Problem requirements | From the storage latency status updates, copy word for word the passage between "Monitoring - we" and "on a resolution.", inclusive.

Document excerpt |
━━━━━━━━━━━━━━━━

Monitoring - we have received confirmation that the latency issue has been resolved, we are leaving this in monitoring status for 24 hours, we have requested a root cause analysis from HPE and are awaiting confirmation of all details related to this event, we will post another update within 24 hours for our plan of action
Jun 06, 2023 - 16:31 CDT
Update - all datastores on nimble storage 2 have returned to pre-issue latency numbers we are awaiting confirmation of root cause as well as confirmation that the issue will not reoccur
Jun 06, 2023 - 16:00 CDT
Update - We are currently detecting another spike and are still working with datacenter engineers and vendor (HPE) on a resolution.
Jun 06, 2023 - 15:41 CDT
Update - we are seeing latency has been stable since the last spike, DC Engineering and Vendor (HPE) are working on resolving the issue with Nimble San 2, majority of VMs should be fine, we are noticing if a VM froze up due to a storage latency spike that CPU utilization goes up while it is trying to catch up on the missed I/O
Jun 06, 2023 - 15:27 CDT
Update - datacenter engineering has escalated the issue to the vendor "HPE" engineering team and both are actively working on resolving the issue.
Jun 06, 2023 - 15:03 CDT
Update - We are seeing latency spikes continue to drop and back to normal utilization as of right now. It seems the latency spikes have been coming in frequencies of 1 hour. We are continuing to work with the datacenter engineers to resolve this issue and our indicators are pointing to a read cache issue leading to read latency on NIMBLE-SAN 2 which is the cause for the issues.
Jun 06, 2023 - 14:57 CDT
Update - 1/5 datastores on the second nimble array are still continuing to show higher than normal spikes, we are working with storage engineers at our data center to determine root cause and resolve the issue
Jun 06, 2023 - 14:30 CDT
Update - latency is once again subsiding in the last 15 min it has stabilized to normal levels again, and VMs might take a couple of moments to catch up. We are running migration to a different nimble array but doing it carefully so as to not add to the latency problem
Jun 06, 2023 - 12:53 CDT
Identified - We are seeing increased storage latency at a portion of our PHX datacenter. The latency has subsided and we are migrating VM's which is taking longer than usual due to the latency. VM's may experience higher than normal queue depths which will present as slow or degraded performance in most cases. We will update you as we get more information
Jun 06, 2023 - 12:28 CDT

━━━━━━━━━━━━━━━━

Supplied material |

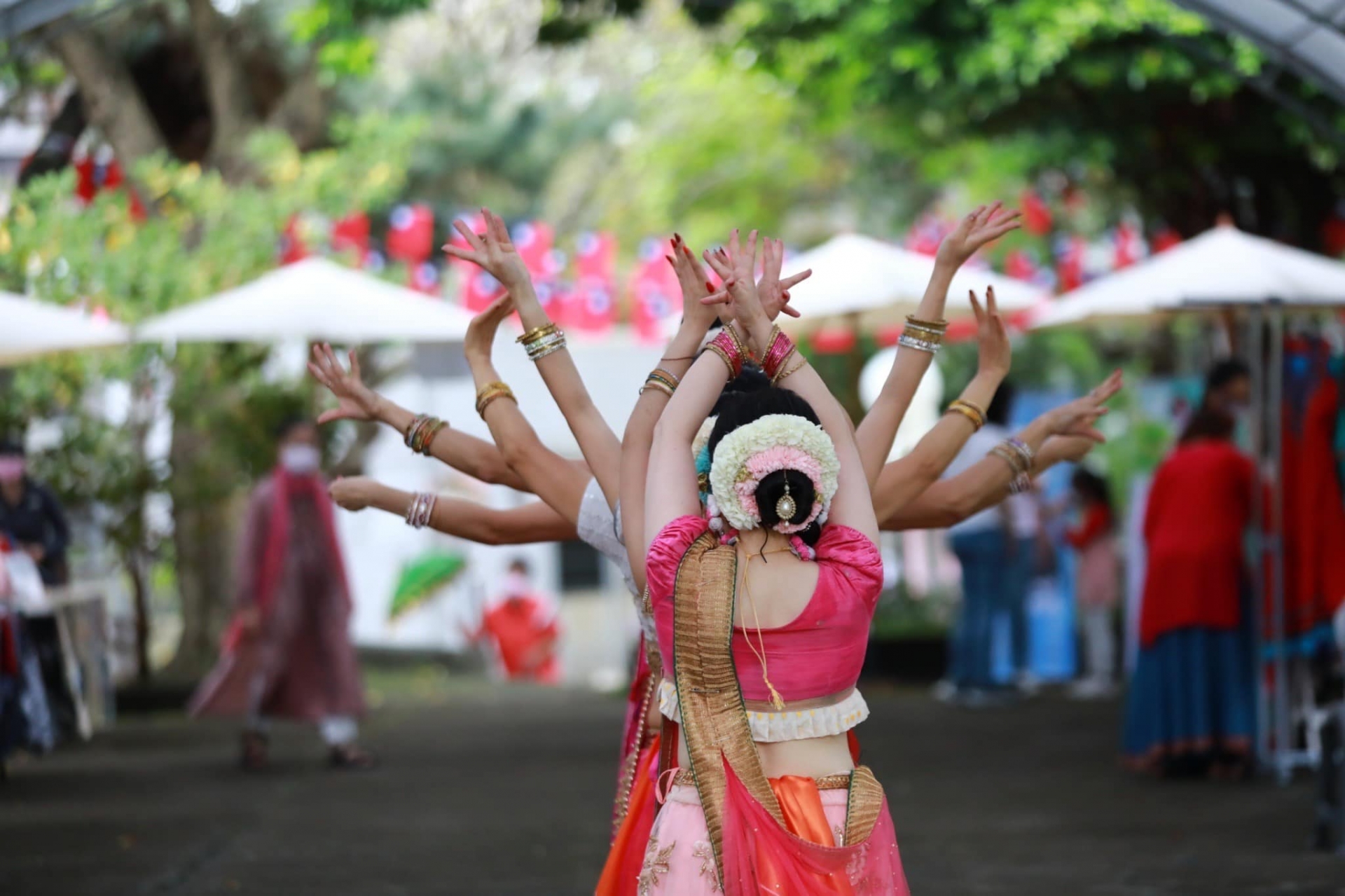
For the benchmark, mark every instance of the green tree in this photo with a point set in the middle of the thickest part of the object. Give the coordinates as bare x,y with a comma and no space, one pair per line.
205,236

━━━━━━━━━━━━━━━━

Reply |
Monitoring - we have received confirmation that the latency issue has been resolved, we are leaving this in monitoring status for 24 hours, we have requested a root cause analysis from HPE and are awaiting confirmation of all details related to this event, we will post another update within 24 hours for our plan of action
Jun 06, 2023 - 16:31 CDT
Update - all datastores on nimble storage 2 have returned to pre-issue latency numbers we are awaiting confirmation of root cause as well as confirmation that the issue will not reoccur
Jun 06, 2023 - 16:00 CDT
Update - We are currently detecting another spike and are still working with datacenter engineers and vendor (HPE) on a resolution.